▶ **YOUR GOAL**:
Pick up the R documentation for the extrapolation function from the point where it stops, and continue it in the same style.

#' Quantify extrapolation in multivariate environmental space
#'
#' Assesses univariate (Type I) and combinatorial (Type II) extrapolation in spatial ecological models such as density surface models of line transect data. Models are built in a reference (calibration) system and projected into one or more target (prediction) system(s). The function is based on original code from the \href{https://cran.r-project.org/web/packages/ecospat/index.html}{ecospat} package (Broennimann et al. 2016). Although the required inputs mirror those of the \href{https://cran.r-project.org/web/packages/dsm/index.html}{dsm} package (Miller et al. 2015), the function is not restricted to line/strip-transect data and can be applied to other survey types and predictive modelling scenarios. See the 'Examples' section and Bouchet et al. (2019) for more information.
#'
#' The function calculates values of the ExDet (EXtrapolation DETection) metric as originally proposed by Mesgaran et al. (2014). ExDet takes on strictly negative values during univariate extrapolation (i.e. when predictions are made outside the range of individual covariates), is strictly >1 during combinatorial extrapolation (i.e. when predictions are made within the range of individual covariates, but for combinations of environmental conditions not encountered in the sample), and lies within the range 0-1 when predictions are made in conditions analogous to those found in the reference system. The function also determines which covariates make the largest contribution to each type of extrapolation; this is the most influential covariate (MIC). See Mesgaran et al. (2014) for details.
#'
#' Note that \code{compute_extrapolation} returns results in both numerical and raster format. The latter is used to support mapping functions and requires the locations in \code{prediction.grid} to be evenly spaced. If this is not the case, \code{dsmextra} will attempt to automatically generate a raster with a resolution given by the \code{resolution} argument (and expressed in the units of \code{coordinate.system}). An error may be returned if no \code{resolution} is specified.
#'
#' The \code{data} list captures ExDet values at prediction locations (i.e. cells in \code{prediction.grid}) and is organised into multiple \code{data.frame} objects, as follows:
#'
#' \tabular{ll}{
#' \code{all} \tab All prediction locations\cr
#' \code{univariate} \tab Prediction locations subject to univariate extrapolation (only)\cr
#' \code{combinatorial} \tab Prediction locations subject to combinatorial extrapolation (only)\cr
#' \code{analogue} \tab Prediction locations where conditions are analogous to sampled conditions (only)\cr
#' }
#'
#' Each \code{data.frame} contains four columns:
#'
#' \tabular{ll}{
#' \code{ExDet} \tab ExDet values\cr
#' \code{mic_univariate} \tab Integer identifying the univariate MIC\cr
#' \code{mic_combinatorial} \tab Integer identifying the combinatorial MIC\cr
#' \code{mic} \tab Integer identifying the MIC\cr
#' }
#'
#' The \code{rasters} list comprises two elements, named \code{ExDet} and \code{mic}. Each contains individual rasters mapping ExDet and MIC values, respectively.

Dataset entries
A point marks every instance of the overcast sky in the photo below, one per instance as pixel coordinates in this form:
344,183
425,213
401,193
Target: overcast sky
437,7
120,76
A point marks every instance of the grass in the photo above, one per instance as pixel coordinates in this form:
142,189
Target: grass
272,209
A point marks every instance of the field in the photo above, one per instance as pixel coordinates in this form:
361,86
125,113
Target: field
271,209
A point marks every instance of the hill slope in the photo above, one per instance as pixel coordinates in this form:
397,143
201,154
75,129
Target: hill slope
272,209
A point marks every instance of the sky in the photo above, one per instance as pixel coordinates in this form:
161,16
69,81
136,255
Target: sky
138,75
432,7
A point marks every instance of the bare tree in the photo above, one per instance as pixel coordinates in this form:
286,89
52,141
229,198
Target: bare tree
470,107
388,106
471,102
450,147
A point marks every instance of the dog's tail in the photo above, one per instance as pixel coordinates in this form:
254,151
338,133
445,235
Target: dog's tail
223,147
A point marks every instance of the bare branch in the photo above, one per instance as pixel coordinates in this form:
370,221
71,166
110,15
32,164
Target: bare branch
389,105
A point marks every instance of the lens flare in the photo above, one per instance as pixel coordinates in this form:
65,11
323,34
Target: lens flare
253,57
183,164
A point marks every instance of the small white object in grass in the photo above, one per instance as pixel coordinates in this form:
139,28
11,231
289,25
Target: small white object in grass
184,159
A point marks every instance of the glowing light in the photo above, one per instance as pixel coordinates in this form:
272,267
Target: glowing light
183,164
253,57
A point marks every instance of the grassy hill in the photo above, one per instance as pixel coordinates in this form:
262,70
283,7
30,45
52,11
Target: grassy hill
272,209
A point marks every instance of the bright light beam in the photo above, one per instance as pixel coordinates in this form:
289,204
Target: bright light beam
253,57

---

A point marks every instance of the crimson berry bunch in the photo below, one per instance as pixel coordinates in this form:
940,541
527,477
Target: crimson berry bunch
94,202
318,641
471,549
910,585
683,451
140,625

---

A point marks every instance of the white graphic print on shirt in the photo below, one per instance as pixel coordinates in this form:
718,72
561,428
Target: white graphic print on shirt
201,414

▶ **REPLY**:
#'
#' @import purrr
#'
#' @param samples Sample (reference) dataset used for model building and calibration. This corresponds to the \code{segment.data} used when building density surface models in \code{dsm}. It must contain one column for each of the covariates in \code{covariate.names}.
#' @param covariate.names Character string. Names of the covariates of interest.
#' @param prediction.grid Prediction data.frame. This contains both geographic coordinates (\code{x}, \code{y}) and covariate values associated with the target locations for which predictions are desired. Typically, these locations are taken as the centroids of the grid cells in a spatial prediction grid/raster. See \code{\link[dsm]{predict.dsm}}.
#' @param coordinate.system Projected coordinate system relevant to the study location. Can be either a character string or an object of class \code{\link[sp]{CRS}}.
# @param print.summary Logical, defaults to \code{TRUE}. Outputs a summary of the results to the R console.
# @param print.precision Integer. Number of significant figures to be used when printing the summary. Default value of 2.
# @param save.summary Logical, defaults to \code{FALSE}. Adds summary statistics to the output list.
#' @param resolution Resolution of the output raster (in units relevant to \code{coordinate.system}). Only required if \code{prediction.grid} is irregular, and thus needs to be rasterised. Defaults to \code{NULL}.
#' @param verbose Logical. Show or hide possible warnings and messages.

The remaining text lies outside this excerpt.